STATED PROBLEM 1:
Copy out the part of the listing that runs from the line containing "TARGET = boy's elbow" down to the end of the listing, and nothing else.
[BEGIN READING PASSAGE]
Model Evaluation

The Eval simulation mode enables you to compare multiple larva models against experimental reference datasets using statistical tests. This is essential for model validation and selection.


Purpose

Use Eval mode to:

  • Validate models against real experimental data

  • Select best model from multiple candidates

  • Behavioral fingerprinting across 40+ metrics

  • Hypothesis testing with statistical rigor

For mode comparison, see Simulation Modes.


Quick Start

CLI

larvaworld Eval -refID exploration.30controls --modelIDs explorer navigator

Python

from larvaworld.lib.sim import EvalRun

eval_run = EvalRun(
    refID='exploration.30controls',
    modelIDs=['explorer', 'navigator', 'forager'],
    N=3,                  # agents per model (use larger N for real runs)
    screen_kws={},        # headless
)
eval_run.simulate()
eval_run.plot_results(show=False)

Workflow

1. Select Reference Dataset

Reference datasets are experimental recordings imported into Larvaworld.

Available datasets:

from larvaworld.lib import reg

# List all reference datasets
ref_ids = reg.conf.Ref.confIDs
print(f"Available: {len(ref_ids)} reference datasets")
[END READING PASSAGE]
[BEGIN THE RECORDS]
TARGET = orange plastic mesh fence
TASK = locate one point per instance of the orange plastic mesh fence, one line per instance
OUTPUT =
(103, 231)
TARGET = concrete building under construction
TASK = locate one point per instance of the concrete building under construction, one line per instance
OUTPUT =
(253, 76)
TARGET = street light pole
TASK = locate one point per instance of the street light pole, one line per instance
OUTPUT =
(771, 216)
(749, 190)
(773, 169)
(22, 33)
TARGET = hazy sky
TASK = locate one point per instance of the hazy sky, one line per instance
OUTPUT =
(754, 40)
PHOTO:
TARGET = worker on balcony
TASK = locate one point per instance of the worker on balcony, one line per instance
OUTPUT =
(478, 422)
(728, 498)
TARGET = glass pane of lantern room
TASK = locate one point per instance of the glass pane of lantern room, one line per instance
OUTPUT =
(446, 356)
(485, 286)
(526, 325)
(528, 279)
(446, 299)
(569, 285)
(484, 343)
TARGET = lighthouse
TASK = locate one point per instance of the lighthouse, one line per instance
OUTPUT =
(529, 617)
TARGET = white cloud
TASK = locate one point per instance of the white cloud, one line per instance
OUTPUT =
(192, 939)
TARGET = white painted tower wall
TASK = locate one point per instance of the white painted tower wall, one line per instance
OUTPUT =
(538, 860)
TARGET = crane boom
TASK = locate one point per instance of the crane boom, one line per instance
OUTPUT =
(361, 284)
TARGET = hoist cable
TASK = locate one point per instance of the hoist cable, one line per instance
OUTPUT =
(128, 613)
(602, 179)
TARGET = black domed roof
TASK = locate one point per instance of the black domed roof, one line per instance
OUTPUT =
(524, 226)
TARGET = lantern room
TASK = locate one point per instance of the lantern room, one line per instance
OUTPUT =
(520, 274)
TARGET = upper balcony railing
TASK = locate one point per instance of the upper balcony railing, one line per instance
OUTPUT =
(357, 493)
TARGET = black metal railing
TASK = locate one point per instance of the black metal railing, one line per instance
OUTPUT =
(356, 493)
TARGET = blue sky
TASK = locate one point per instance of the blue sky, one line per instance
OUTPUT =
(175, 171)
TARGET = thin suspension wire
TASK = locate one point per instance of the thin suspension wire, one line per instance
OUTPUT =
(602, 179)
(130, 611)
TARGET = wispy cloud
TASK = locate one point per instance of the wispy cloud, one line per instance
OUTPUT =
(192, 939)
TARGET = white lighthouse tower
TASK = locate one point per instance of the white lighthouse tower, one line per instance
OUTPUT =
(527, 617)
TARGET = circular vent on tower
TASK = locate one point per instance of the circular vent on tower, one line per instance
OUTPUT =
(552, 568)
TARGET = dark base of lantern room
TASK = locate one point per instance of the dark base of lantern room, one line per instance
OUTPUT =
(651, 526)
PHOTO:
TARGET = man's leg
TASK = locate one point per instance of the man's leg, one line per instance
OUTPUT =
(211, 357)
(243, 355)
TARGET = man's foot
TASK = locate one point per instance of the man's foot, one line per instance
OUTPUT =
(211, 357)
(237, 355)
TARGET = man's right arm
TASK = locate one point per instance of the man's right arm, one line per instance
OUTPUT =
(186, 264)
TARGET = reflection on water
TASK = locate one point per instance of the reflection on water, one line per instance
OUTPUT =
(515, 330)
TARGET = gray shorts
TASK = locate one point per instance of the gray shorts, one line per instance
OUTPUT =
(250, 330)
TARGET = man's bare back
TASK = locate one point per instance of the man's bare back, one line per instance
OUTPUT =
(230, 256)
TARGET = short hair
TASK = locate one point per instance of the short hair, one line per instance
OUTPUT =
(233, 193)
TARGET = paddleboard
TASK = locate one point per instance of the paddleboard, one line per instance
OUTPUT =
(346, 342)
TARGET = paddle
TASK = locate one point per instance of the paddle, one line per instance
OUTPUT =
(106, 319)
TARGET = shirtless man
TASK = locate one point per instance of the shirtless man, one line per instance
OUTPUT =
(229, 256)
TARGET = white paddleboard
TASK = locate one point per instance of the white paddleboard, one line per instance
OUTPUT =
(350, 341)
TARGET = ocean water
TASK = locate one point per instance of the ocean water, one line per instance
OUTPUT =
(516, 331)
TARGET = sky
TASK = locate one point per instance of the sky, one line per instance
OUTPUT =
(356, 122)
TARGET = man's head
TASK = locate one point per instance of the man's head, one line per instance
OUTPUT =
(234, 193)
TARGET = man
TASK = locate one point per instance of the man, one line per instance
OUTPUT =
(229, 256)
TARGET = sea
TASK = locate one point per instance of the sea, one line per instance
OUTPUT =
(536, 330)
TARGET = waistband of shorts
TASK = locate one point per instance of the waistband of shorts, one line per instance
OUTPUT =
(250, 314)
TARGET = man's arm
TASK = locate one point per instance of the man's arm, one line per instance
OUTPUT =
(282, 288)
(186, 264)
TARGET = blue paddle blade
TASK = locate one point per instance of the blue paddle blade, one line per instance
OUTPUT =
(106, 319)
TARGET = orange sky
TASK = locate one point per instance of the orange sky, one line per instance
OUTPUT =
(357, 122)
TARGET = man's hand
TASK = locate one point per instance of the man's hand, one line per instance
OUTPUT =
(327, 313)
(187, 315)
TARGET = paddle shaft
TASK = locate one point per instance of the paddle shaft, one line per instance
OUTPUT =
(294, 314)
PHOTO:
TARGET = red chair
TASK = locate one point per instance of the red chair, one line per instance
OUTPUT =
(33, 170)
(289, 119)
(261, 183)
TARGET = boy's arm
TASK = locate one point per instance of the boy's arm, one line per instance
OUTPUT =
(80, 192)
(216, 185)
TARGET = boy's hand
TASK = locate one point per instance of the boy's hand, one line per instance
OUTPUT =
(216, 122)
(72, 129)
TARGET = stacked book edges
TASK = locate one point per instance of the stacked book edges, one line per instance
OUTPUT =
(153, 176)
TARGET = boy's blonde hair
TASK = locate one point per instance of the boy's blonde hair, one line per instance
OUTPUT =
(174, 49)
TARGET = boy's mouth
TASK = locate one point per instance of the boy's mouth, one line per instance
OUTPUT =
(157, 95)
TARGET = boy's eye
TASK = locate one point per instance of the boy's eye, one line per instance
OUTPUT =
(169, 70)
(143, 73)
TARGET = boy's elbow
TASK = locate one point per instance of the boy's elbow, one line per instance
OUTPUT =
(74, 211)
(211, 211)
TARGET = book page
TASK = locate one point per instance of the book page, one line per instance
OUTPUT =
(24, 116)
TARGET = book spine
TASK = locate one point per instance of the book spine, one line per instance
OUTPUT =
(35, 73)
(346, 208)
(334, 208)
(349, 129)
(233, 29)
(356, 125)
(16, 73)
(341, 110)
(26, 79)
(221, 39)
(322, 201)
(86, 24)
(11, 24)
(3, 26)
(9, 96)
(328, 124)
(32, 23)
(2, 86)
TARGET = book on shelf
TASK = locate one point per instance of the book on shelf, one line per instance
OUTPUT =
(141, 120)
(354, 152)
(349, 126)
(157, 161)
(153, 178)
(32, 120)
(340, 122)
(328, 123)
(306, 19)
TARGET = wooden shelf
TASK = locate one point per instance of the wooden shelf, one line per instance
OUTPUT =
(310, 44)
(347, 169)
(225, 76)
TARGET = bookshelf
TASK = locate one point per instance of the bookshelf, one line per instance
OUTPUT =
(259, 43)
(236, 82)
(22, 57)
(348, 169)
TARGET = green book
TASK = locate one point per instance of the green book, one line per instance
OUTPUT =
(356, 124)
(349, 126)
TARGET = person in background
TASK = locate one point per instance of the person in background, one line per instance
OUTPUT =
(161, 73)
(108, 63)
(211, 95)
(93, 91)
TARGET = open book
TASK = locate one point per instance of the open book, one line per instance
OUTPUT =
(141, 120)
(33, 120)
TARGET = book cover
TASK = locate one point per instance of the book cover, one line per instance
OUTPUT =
[END THE RECORDS]
STATED PROBLEM 2:
Rewrite everything in the model evaluation page from "Model Evaluation" down to "validation and selection.", swapping "statistical tests" for "significance tests".

WRITTEN REPLY 1:
TARGET = boy's elbow
TASK = locate one point per instance of the boy's elbow, one line per instance
OUTPUT =
(74, 211)
(211, 211)
TARGET = book page
TASK = locate one point per instance of the book page, one line per instance
OUTPUT =
(24, 116)
TARGET = book spine
TASK = locate one point per instance of the book spine, one line per instance
OUTPUT =
(35, 73)
(346, 208)
(334, 208)
(349, 129)
(233, 29)
(356, 125)
(16, 73)
(341, 110)
(26, 79)
(221, 39)
(322, 201)
(86, 24)
(11, 24)
(3, 26)
(9, 96)
(328, 124)
(32, 23)
(2, 86)
TARGET = book on shelf
TASK = locate one point per instance of the book on shelf, one line per instance
OUTPUT =
(141, 120)
(354, 152)
(349, 126)
(157, 161)
(153, 178)
(32, 120)
(340, 122)
(328, 123)
(306, 19)
TARGET = wooden shelf
TASK = locate one point per instance of the wooden shelf, one line per instance
OUTPUT =
(310, 44)
(347, 169)
(225, 76)
TARGET = bookshelf
TASK = locate one point per instance of the bookshelf, one line per instance
OUTPUT =
(259, 43)
(236, 82)
(22, 57)
(348, 169)
TARGET = green book
TASK = locate one point per instance of the green book, one line per instance
OUTPUT =
(356, 124)
(349, 126)
TARGET = person in background
TASK = locate one point per instance of the person in background, one line per instance
OUTPUT =
(161, 73)
(108, 63)
(211, 95)
(93, 91)
TARGET = open book
TASK = locate one point per instance of the open book, one line per instance
OUTPUT =
(141, 120)
(33, 120)
TARGET = book cover
TASK = locate one point per instance of the book cover, one line per instance
OUTPUT =

WRITTEN REPLY 2:
Model Evaluation

The Eval simulation mode enables you to compare multiple larva models against experimental reference datasets using significance tests. This is essential for model validation and selection.